* _Source text_:
• • • • •

EASTHAM — The quahog fritters were sensational. In the kitchen of this house I’d known for 68 years and had quietly rattled about in for three and a half months, here were seven family members, ages 7 to 78, scarfing up each round as it came off the griddle.
Everyone was talking at once. All had traveled as safely as they could to spend the summer of shutdown on Great Pond together. More quahog meats had gone through the grinder for me to make chowder for lunch the next day.
Looking out past the flickers on the suet cake, and the jays and cardinals and chickadees on the large wooden feeder, I saw glimpses of a kayak and a small sailboat through the opening in the trees. Across the pond was Kinnikinick, my great-grandfather’s house, inherited from his aunt Jemima Clark, after whom Jemima’s Pond, the next kettle hole over, was named. The bank is still covered in bearberry, also known as “kinnikinick.”
My dad said his grandfather Hatch was frugal beyond anything we might have imagined growing up in the 1960s. As his rental cottages were being built, whenever he found a bent nail on the ground it would be straightened and reused.

• • • • •

* _Stored data_:
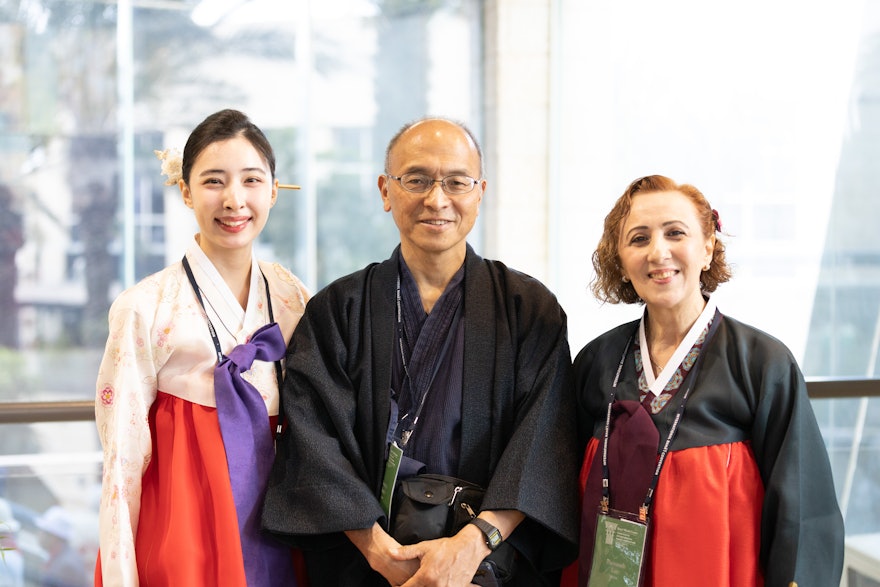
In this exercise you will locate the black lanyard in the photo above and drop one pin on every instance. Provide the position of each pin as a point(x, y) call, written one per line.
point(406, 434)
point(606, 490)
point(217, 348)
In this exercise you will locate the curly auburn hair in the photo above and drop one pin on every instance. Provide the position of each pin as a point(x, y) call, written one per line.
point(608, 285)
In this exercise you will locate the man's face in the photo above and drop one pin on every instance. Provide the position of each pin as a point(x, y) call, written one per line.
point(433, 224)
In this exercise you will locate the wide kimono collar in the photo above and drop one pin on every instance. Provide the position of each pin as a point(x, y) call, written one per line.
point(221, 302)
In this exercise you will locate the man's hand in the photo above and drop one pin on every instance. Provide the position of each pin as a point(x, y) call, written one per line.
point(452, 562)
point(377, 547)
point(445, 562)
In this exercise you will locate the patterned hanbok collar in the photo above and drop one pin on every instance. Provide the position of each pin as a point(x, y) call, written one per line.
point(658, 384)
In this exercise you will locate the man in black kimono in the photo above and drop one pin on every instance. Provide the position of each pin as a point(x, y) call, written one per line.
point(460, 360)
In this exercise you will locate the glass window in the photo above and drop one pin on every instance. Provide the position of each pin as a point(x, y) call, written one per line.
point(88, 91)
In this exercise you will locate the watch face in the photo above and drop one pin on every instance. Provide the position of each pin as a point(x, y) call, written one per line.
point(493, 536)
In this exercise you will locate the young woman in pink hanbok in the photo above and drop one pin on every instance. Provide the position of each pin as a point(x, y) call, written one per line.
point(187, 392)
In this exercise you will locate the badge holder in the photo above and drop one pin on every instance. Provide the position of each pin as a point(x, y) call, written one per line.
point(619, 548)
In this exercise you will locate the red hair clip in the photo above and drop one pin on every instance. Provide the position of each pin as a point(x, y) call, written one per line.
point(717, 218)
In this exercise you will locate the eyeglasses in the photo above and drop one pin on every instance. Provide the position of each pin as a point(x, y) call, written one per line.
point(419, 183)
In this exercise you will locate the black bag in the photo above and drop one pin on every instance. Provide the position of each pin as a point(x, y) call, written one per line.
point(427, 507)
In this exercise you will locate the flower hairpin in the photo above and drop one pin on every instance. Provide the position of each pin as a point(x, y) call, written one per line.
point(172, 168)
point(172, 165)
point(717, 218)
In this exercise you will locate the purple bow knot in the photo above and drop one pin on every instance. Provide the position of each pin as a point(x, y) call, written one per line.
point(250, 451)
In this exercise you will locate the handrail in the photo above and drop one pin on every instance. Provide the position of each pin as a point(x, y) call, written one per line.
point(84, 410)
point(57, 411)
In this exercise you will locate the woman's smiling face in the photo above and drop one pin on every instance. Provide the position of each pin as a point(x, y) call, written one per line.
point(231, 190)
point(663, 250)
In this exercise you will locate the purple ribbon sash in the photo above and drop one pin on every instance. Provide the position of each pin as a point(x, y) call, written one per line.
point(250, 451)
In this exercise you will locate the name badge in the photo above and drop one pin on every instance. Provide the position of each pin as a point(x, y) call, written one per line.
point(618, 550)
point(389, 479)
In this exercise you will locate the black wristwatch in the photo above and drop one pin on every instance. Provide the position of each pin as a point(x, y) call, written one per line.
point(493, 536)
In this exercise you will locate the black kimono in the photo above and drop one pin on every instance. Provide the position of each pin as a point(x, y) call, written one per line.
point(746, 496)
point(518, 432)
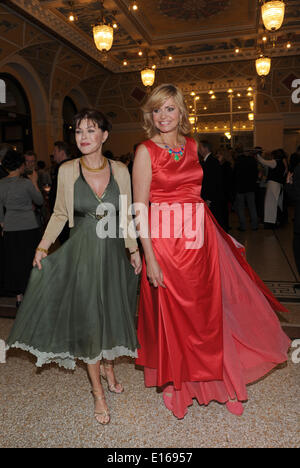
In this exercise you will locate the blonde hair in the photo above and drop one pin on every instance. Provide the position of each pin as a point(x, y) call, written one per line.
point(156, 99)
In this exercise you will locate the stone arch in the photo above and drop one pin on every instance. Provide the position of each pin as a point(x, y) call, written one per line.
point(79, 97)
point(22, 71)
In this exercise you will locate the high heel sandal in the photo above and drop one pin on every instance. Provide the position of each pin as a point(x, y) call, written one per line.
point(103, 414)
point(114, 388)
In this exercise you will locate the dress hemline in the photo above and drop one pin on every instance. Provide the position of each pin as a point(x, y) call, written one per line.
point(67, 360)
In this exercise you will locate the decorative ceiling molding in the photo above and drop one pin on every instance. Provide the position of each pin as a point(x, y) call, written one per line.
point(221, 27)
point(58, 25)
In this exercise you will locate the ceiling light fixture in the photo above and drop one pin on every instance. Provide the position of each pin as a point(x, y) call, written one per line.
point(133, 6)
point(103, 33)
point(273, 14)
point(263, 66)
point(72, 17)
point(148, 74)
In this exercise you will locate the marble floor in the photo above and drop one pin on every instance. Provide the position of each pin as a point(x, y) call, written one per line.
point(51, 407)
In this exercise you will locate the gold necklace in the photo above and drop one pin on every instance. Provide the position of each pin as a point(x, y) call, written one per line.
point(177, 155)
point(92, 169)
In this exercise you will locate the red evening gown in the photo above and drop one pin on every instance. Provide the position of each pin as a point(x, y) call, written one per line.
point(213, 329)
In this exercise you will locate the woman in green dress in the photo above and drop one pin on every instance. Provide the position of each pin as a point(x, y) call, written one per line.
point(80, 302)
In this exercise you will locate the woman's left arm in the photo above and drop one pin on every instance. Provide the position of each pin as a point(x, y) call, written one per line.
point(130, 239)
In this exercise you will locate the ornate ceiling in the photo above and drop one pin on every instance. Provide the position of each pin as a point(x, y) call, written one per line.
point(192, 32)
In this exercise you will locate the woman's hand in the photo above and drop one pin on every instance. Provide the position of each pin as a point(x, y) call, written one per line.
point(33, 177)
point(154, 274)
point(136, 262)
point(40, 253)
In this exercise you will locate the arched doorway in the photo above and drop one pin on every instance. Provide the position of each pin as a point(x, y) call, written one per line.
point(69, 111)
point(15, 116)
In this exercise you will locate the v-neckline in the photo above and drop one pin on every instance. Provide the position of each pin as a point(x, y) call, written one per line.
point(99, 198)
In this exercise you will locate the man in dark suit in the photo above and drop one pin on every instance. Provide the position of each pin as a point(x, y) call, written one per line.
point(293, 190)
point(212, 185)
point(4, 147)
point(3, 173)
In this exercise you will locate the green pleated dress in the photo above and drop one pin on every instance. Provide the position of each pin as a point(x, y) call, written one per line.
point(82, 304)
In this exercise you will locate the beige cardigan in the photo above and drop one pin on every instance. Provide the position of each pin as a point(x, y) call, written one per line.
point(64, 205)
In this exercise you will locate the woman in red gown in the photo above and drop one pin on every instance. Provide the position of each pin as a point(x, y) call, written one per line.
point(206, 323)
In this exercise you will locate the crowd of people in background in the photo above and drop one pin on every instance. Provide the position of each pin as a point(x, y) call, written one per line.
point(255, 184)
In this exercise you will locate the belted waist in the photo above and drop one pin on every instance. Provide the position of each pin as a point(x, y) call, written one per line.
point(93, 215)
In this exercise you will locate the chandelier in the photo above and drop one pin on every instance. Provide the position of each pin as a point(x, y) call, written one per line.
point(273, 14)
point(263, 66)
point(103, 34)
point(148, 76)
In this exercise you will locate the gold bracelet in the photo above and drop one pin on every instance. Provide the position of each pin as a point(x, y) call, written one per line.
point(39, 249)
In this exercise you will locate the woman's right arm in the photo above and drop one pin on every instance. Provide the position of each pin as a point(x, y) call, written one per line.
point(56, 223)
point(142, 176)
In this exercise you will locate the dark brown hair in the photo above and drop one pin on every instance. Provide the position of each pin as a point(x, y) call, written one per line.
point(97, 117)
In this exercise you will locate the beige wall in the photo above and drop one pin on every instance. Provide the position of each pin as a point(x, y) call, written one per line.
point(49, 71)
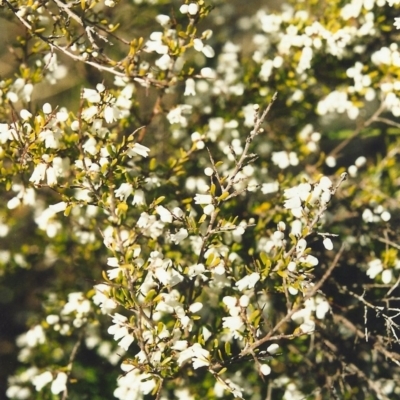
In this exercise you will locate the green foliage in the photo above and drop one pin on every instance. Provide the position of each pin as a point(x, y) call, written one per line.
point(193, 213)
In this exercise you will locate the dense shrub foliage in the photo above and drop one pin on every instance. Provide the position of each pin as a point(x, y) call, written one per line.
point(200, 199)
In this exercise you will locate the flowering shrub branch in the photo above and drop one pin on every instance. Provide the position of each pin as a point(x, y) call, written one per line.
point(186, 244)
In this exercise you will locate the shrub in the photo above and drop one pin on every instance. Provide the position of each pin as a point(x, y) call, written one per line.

• • • • •

* _Actions to take_:
1) Reproduce word for word the part of the Great Pond passage starting with "EASTHAM — The" and going on through "off the griddle.".
2) According to the Great Pond passage, who is Jemima's Pond named after?
Work only from the Great Pond passage, not from the lines.

* _Exercise solutions_:
1)
EASTHAM — The quahog fritters were sensational. In the kitchen of this house I’d known for 68 years and had quietly rattled about in for three and a half months, here were seven family members, ages 7 to 78, scarfing up each round as it came off the griddle.

2) Jemima Clark.